● **EXERCISE DETAILS**: Select each line in the items below that contains the string "order". Treat uppercase and lowercase as distinct.

● **EXERCISE MATERIAL**:
────

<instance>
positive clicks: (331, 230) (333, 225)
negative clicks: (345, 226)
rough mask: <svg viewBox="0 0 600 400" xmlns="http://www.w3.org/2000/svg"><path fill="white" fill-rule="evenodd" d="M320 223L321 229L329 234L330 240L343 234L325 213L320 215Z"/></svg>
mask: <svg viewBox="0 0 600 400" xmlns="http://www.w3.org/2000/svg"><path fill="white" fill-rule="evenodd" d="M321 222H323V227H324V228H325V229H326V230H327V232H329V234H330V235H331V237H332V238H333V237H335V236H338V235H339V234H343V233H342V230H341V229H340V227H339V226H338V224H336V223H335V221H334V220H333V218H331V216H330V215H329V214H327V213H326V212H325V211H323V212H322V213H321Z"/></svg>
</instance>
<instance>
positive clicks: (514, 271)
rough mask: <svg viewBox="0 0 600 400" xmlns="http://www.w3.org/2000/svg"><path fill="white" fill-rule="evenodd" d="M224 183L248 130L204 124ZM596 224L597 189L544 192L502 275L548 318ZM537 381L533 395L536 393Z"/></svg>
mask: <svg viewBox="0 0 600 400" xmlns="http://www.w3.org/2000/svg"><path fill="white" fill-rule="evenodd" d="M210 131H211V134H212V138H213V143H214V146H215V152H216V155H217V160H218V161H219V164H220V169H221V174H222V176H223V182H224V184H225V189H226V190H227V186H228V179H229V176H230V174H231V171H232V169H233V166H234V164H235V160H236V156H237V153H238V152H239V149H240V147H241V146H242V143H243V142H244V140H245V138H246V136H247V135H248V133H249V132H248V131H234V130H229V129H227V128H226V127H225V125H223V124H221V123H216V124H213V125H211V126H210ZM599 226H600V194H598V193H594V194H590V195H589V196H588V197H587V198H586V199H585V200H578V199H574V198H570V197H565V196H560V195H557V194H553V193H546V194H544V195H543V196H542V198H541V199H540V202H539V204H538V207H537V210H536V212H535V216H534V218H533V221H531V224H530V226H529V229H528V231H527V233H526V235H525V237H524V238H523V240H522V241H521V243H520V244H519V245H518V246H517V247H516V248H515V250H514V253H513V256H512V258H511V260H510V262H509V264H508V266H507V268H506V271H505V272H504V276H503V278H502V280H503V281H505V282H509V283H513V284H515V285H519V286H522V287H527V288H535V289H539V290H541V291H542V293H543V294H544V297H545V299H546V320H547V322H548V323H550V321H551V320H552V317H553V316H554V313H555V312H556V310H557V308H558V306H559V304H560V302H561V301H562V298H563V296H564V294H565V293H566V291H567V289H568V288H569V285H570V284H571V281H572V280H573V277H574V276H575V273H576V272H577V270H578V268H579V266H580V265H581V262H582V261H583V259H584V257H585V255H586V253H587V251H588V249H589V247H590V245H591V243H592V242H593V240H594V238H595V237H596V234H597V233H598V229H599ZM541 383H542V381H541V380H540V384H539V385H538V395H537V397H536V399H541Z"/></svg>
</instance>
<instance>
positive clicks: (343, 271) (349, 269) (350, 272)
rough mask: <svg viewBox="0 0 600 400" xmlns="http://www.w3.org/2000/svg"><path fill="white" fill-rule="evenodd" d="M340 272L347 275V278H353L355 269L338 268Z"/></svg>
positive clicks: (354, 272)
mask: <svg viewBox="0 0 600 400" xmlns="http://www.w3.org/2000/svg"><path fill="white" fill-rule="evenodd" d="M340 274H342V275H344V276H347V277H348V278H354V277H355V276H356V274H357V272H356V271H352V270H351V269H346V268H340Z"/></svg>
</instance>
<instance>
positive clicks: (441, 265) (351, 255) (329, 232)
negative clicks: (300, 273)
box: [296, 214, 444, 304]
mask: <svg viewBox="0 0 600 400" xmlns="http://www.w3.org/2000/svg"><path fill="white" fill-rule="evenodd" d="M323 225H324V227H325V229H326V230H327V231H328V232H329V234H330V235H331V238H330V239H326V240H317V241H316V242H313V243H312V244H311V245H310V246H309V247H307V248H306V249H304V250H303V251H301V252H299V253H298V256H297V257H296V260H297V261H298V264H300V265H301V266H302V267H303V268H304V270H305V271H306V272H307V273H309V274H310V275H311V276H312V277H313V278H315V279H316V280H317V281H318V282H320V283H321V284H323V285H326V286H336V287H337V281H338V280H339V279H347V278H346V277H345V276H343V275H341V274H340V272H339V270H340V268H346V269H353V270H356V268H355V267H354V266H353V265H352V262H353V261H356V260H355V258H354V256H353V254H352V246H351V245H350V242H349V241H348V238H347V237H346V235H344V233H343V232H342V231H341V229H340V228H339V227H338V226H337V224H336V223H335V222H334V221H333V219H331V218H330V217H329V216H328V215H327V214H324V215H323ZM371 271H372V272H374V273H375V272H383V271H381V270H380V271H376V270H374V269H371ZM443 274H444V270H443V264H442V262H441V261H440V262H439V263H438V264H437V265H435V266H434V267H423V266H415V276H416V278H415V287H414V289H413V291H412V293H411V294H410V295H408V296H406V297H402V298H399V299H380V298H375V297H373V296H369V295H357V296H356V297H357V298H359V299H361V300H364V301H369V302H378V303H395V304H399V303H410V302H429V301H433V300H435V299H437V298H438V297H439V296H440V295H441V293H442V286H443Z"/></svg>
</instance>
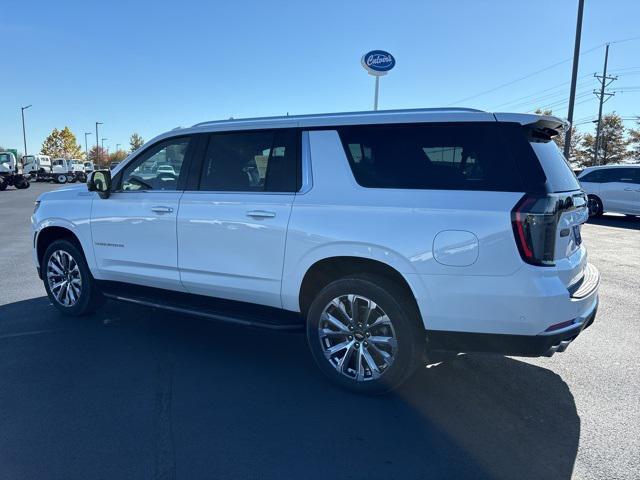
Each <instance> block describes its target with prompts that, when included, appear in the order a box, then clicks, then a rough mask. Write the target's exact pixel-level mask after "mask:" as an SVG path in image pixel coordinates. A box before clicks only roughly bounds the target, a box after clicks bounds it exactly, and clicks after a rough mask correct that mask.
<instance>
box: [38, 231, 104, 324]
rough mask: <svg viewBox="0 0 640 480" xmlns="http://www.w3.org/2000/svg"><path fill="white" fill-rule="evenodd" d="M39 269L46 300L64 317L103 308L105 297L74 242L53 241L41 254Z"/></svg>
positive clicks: (83, 312)
mask: <svg viewBox="0 0 640 480" xmlns="http://www.w3.org/2000/svg"><path fill="white" fill-rule="evenodd" d="M41 269H42V270H41V271H42V278H43V280H44V287H45V289H46V291H47V295H48V296H49V300H51V303H52V304H53V306H54V307H56V308H57V309H58V310H60V311H61V312H62V313H64V314H65V315H71V316H79V315H85V314H88V313H92V312H93V311H95V310H96V309H97V308H98V307H99V306H100V305H102V303H103V301H104V297H103V296H102V294H101V293H100V291H99V290H98V287H97V286H96V284H95V281H94V280H93V277H92V276H91V272H90V271H89V267H88V266H87V262H86V261H85V259H84V255H83V254H82V252H81V251H80V249H79V248H78V247H77V246H76V245H75V244H74V243H72V242H70V241H68V240H56V241H54V242H52V243H51V245H49V247H48V248H47V250H46V251H45V253H44V256H43V258H42V265H41Z"/></svg>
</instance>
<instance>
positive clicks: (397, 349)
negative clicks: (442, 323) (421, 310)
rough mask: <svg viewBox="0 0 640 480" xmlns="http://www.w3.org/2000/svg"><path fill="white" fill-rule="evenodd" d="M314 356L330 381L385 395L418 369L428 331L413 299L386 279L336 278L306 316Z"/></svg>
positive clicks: (323, 290)
mask: <svg viewBox="0 0 640 480" xmlns="http://www.w3.org/2000/svg"><path fill="white" fill-rule="evenodd" d="M307 340H308V342H309V347H310V349H311V353H312V354H313V357H314V359H315V361H316V363H317V364H318V366H319V367H320V370H322V371H323V372H324V373H325V374H326V375H327V376H328V377H329V378H330V379H331V380H333V381H334V382H335V383H337V384H339V385H341V386H342V387H345V388H348V389H350V390H353V391H356V392H359V393H369V394H381V393H386V392H388V391H390V390H392V389H394V388H396V387H397V386H399V385H400V384H401V383H402V382H404V381H405V380H406V379H407V378H409V376H410V375H411V374H412V373H413V372H414V371H415V369H416V367H417V366H418V364H419V362H420V361H421V360H422V358H423V354H424V331H423V329H422V326H421V325H420V323H419V318H418V315H417V311H416V308H415V307H414V306H413V304H412V301H411V299H410V297H409V296H408V295H407V294H406V293H405V292H404V291H403V289H401V288H398V287H397V286H396V285H395V284H394V283H392V282H390V281H388V280H386V279H385V278H383V277H377V276H357V277H349V278H344V279H340V280H336V281H334V282H332V283H330V284H329V285H327V286H326V287H325V288H324V289H322V291H321V292H320V293H319V294H318V295H317V296H316V298H315V299H314V301H313V303H312V304H311V307H310V308H309V313H308V317H307Z"/></svg>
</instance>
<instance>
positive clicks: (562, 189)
mask: <svg viewBox="0 0 640 480" xmlns="http://www.w3.org/2000/svg"><path fill="white" fill-rule="evenodd" d="M531 147H532V148H533V151H534V152H535V154H536V156H537V157H538V160H539V161H540V164H541V165H542V168H543V169H544V173H545V175H546V177H547V188H548V189H549V191H551V192H568V191H571V190H579V189H580V183H579V182H578V179H577V178H576V176H575V174H574V173H573V170H571V167H570V166H569V163H568V162H567V160H566V159H565V158H564V155H563V154H562V152H561V151H560V149H559V148H558V146H557V145H556V143H555V142H554V141H553V140H546V141H543V140H537V141H532V142H531Z"/></svg>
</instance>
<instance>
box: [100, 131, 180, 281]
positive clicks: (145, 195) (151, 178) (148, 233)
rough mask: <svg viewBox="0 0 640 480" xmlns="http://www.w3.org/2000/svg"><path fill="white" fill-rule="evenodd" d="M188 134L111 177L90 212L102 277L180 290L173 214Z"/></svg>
mask: <svg viewBox="0 0 640 480" xmlns="http://www.w3.org/2000/svg"><path fill="white" fill-rule="evenodd" d="M190 143H192V140H191V138H190V137H176V138H173V139H170V140H166V141H162V142H160V143H157V144H155V145H153V146H151V147H149V148H147V149H145V151H144V152H142V153H141V154H140V155H138V156H137V157H135V158H134V159H133V160H132V161H131V162H130V163H129V164H128V165H126V166H125V167H124V168H123V169H122V170H121V171H120V172H119V173H118V175H116V176H115V177H114V181H113V192H112V193H111V196H110V197H109V198H105V199H101V198H96V199H95V200H94V202H93V209H92V213H91V232H92V235H93V248H94V252H95V257H96V262H97V264H98V269H99V270H100V276H101V277H102V279H104V280H113V281H121V282H128V283H136V284H141V285H147V286H151V287H158V288H167V289H172V290H182V285H181V283H180V275H179V273H178V268H177V267H178V254H177V237H176V218H177V215H178V206H179V202H180V197H181V195H182V191H183V187H182V184H183V182H184V177H186V170H187V161H186V160H187V158H188V156H189V155H190V153H189V152H190V150H191V149H190V148H189V146H190Z"/></svg>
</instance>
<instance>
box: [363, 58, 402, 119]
mask: <svg viewBox="0 0 640 480" xmlns="http://www.w3.org/2000/svg"><path fill="white" fill-rule="evenodd" d="M360 63H361V64H362V66H363V67H364V69H365V70H366V71H367V72H368V73H369V75H373V76H374V77H376V86H375V93H374V95H373V110H374V111H376V110H378V94H379V92H380V77H381V76H382V75H386V74H387V72H388V71H389V70H391V69H392V68H393V67H394V66H395V64H396V59H395V58H393V55H391V54H390V53H388V52H385V51H384V50H372V51H370V52H369V53H365V54H364V55H363V56H362V58H361V59H360Z"/></svg>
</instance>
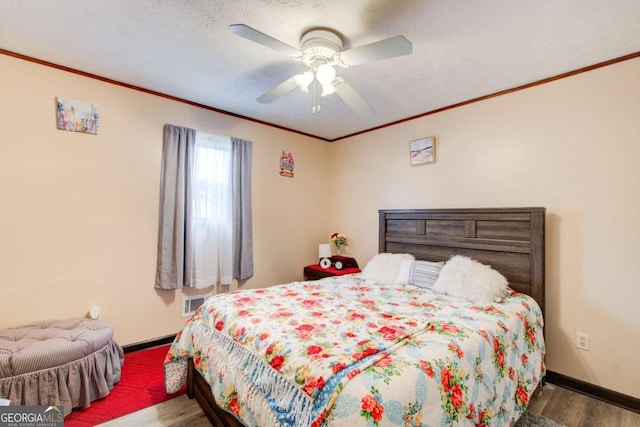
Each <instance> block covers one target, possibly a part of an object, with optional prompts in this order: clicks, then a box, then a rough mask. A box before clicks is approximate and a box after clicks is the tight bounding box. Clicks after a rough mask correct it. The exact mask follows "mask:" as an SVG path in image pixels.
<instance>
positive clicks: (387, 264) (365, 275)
mask: <svg viewBox="0 0 640 427" xmlns="http://www.w3.org/2000/svg"><path fill="white" fill-rule="evenodd" d="M403 259H406V260H414V259H415V257H414V256H413V255H410V254H389V253H381V254H377V255H375V256H374V257H373V258H371V260H370V261H369V262H368V263H367V265H365V266H364V268H363V269H362V275H363V276H364V277H365V278H367V279H374V280H377V281H379V282H381V283H386V284H393V283H394V282H395V280H396V277H398V273H399V272H400V264H401V263H402V260H403Z"/></svg>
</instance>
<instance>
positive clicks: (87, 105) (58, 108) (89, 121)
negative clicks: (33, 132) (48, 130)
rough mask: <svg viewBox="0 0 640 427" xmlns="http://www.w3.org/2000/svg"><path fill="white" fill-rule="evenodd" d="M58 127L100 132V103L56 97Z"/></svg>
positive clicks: (90, 133) (65, 129)
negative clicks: (98, 104) (98, 108)
mask: <svg viewBox="0 0 640 427" xmlns="http://www.w3.org/2000/svg"><path fill="white" fill-rule="evenodd" d="M56 113H57V116H58V129H61V130H69V131H73V132H83V133H90V134H92V135H97V134H98V117H99V116H98V104H92V103H90V102H85V101H76V100H75V99H68V98H62V97H60V96H58V97H56Z"/></svg>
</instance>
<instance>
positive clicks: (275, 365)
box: [271, 354, 284, 372]
mask: <svg viewBox="0 0 640 427" xmlns="http://www.w3.org/2000/svg"><path fill="white" fill-rule="evenodd" d="M283 363H284V357H282V356H281V355H279V354H278V355H277V356H274V357H273V359H271V367H272V368H273V369H275V370H276V371H278V372H280V369H282V364H283Z"/></svg>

────

● **RESULT BELOW**:
Each <instance> block describes its target with prompts that, when included, appear in the order a box, then clicks, then a rough mask. Write the target's exact pixel-level mask after "mask:" as an SVG path in image pixel coordinates. A box before clicks only roughly bounds the target, a box after clicks bounds it exactly, and clicks after a rough mask correct that mask.
Each <instance> block covers one target, possibly a part of an object, with optional prompts in this order: clicks, then a box, then a rough mask. A box before clicks is approximate and a box after clicks is the tight bounding box. Clicks after a rough mask correct it. The exact mask follows "mask:" as an SVG path in image pixels.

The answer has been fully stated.